**Source extract**:
:::::

How To Start A Child Custody Case In Virginia
Updated: Feb 12
We often get calls from people that are recently separated or were never married but they have a child or children and there has never been a child custody Order. This creates a lot of child custody questions including the most obvious – who has custody? Other common questions are who has custody or what happens if he/she does not let me see our child?
Let us be perfectly candid – this is not a tutorial or a “do it yourself” instructional manual. Every case is different. Every Court may have some slight differences. It is also not creating an attorney-client relationship. This post is to help you understand the process, hopefully answer some questions, and, perhaps, make your consultation with an attorney a little easier.
There is quite a bit of information that can be shared regarding these issues. Child custody is a very fact specific issue and can, therefore, vary from case to case. Also, one variable can make a significant difference. So to at least get people started, we decided to do this blog post to literally advise people how to start a child custody case in Virginia.
At the beginning, we just want to tell you that whether it is in Chesapeake, Virginia Beach, Norfolk, Portsmouth, Suffolk, or anywhere else in the 757 area code the process is fairly similar. There may be some subtle nuances or differences. For example, one court may want you to set up an appointment for an intake, another may want you to arrive before a set time, and another may have you come in whenever they are open. The best way to know is to call the Court and ask for the intake department to ask how to come in and file for child custody.
The alternative is hiring an attorney. In Chesapeake, for example, you can hire an attorney who will prepare the paperwork for you and then you come in to sign the paperwork. The attorney’s office will file the paperwork for you bypassing the process for you. This process is substantially similar in Virginia Beach, Norfolk, Portsmouth, Suffolk, etc.
So what is it that you are filing? There are three documents but the “main” one is a Petition for Custody or Initial Custody Petition. The other two documents are a UCCJEA as well as Service Member’s Civil Relief Act affidavits. The Petition is the document that asks the Court for custody. The Court can only do what it is asked to do by the paperwork filed. So if you want visitation and file for custody, then the Court cannot Order visitation. So be clear when you are talking with your attorney or the intake person about what you are requesting. Also, your attorney can file your child custody Petition in Virginia on your behalf.
The UCCJEA affidavit is a form that is based on an agreement between all of the states to maintain some consistency. This is done so a parent cannot abandon a state and file documentation to keep a child away from a parent. There are exceptions to allow for emergencies if the situation calls for it. This is something that has to be signed by the person filing, under oath, in front of a notary or Court clerk.

:::::

**Material provided**:
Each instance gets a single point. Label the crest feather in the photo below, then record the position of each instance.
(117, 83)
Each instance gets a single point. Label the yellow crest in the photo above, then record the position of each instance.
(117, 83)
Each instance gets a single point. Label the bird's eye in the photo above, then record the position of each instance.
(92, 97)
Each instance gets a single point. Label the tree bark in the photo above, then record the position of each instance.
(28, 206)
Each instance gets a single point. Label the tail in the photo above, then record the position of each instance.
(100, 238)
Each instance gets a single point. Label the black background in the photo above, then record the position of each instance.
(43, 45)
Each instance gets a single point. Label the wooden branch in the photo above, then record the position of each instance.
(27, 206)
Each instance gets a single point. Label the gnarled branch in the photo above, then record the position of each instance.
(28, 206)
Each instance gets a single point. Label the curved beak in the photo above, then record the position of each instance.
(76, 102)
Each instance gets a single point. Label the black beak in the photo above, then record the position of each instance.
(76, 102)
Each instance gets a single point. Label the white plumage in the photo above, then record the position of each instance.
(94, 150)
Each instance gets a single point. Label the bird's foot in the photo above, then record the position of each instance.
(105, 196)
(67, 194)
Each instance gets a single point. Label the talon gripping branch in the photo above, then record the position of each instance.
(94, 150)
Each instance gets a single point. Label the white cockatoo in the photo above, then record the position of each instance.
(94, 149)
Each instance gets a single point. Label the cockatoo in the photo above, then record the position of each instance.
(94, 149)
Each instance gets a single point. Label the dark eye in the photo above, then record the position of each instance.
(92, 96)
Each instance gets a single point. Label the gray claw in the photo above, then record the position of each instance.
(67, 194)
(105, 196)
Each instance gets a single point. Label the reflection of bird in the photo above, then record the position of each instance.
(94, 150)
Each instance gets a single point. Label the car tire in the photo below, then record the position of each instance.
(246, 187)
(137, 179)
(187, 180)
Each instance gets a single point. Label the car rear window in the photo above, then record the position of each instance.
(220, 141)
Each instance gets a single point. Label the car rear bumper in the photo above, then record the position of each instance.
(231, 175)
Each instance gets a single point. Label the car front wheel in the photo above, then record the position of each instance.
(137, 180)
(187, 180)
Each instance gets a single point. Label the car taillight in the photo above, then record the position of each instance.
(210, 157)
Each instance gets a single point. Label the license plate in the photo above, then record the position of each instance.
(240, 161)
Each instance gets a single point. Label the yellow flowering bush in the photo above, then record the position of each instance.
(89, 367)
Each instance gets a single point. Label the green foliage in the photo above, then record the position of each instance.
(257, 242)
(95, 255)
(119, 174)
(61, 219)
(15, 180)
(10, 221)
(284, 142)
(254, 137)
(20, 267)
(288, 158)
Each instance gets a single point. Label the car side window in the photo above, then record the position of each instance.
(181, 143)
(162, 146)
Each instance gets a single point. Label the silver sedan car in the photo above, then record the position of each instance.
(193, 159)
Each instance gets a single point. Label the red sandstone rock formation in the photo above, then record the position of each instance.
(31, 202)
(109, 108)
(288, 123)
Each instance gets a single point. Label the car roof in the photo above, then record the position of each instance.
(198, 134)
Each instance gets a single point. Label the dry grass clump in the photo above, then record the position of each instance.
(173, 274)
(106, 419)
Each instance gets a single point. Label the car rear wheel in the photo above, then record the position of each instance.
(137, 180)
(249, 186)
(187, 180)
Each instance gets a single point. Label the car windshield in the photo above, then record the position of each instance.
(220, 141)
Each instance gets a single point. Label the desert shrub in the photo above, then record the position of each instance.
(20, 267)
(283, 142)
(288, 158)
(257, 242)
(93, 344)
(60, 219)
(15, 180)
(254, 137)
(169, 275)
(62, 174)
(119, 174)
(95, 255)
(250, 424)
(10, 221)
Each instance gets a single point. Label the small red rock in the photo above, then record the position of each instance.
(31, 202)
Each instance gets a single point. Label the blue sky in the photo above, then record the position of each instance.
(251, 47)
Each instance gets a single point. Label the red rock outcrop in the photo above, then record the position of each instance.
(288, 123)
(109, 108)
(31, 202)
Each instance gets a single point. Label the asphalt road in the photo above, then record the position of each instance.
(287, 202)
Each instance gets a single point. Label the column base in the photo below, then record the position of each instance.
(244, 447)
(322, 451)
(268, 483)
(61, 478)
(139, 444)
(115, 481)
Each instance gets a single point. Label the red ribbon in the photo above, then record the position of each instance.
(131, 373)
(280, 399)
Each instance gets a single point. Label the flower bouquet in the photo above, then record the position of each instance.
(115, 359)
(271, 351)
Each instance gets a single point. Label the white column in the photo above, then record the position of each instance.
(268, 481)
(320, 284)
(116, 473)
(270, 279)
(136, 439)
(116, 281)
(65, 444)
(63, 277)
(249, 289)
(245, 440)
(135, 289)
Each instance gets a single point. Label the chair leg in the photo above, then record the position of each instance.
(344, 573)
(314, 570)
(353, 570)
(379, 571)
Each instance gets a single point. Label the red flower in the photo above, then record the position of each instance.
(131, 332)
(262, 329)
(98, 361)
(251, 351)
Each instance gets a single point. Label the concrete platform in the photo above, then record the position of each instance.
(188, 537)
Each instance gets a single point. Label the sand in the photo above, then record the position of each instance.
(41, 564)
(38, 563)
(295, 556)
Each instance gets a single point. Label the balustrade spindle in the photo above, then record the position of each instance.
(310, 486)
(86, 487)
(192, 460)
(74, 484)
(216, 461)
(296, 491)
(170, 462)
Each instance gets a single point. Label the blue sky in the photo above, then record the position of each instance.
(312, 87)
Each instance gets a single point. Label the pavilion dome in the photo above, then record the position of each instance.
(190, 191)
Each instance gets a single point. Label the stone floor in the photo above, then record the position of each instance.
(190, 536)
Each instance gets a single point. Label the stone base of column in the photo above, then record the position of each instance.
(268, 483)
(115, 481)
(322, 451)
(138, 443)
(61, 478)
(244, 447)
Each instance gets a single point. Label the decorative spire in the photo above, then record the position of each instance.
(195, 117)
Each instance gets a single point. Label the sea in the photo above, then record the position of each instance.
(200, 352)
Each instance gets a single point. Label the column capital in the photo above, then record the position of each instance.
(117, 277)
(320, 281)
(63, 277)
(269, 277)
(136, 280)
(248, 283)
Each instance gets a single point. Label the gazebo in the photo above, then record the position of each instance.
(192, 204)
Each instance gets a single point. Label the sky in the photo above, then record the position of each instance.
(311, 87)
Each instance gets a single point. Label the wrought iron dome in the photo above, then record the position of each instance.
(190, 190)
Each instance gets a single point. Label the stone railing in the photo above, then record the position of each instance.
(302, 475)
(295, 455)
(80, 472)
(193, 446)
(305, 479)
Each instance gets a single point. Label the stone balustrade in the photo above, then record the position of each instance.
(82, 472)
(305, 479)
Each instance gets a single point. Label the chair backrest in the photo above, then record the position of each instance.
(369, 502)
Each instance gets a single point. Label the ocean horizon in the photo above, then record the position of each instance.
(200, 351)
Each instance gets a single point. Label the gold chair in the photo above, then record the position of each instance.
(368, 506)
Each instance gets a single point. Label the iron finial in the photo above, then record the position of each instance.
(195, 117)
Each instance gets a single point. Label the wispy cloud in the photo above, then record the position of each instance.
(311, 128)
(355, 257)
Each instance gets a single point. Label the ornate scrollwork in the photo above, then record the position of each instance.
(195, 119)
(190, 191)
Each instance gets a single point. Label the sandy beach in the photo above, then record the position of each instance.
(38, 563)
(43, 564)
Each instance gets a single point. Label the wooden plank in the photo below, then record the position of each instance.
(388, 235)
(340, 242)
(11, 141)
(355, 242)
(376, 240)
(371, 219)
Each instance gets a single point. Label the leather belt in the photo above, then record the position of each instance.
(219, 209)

:::::

**What to work on**:
1 – Summarize the Virginia custody article in two sentences.
2 – According to the Virginia custody article, in front of whom must the UCCJEA affidavit be signed?
3 – Translate this sentence from the Virginia custody article into Spanish: "The Court can only do what it is asked to do by the paperwork filed."

**Responses to the exercise**:
1 – The article explains how to start a child custody case in Virginia and notes that the process is fairly similar throughout the 757 area code. A person can either call the court's intake department or hire an attorney to prepare and file the paperwork, which consists of a custody petition asking the court for custody plus UCCJEA and Service Member's Civil Relief Act affidavits.

2 – It must be signed under oath in front of a notary or Court clerk.

3 – El tribunal solo puede hacer lo que se le pide en la documentación presentada.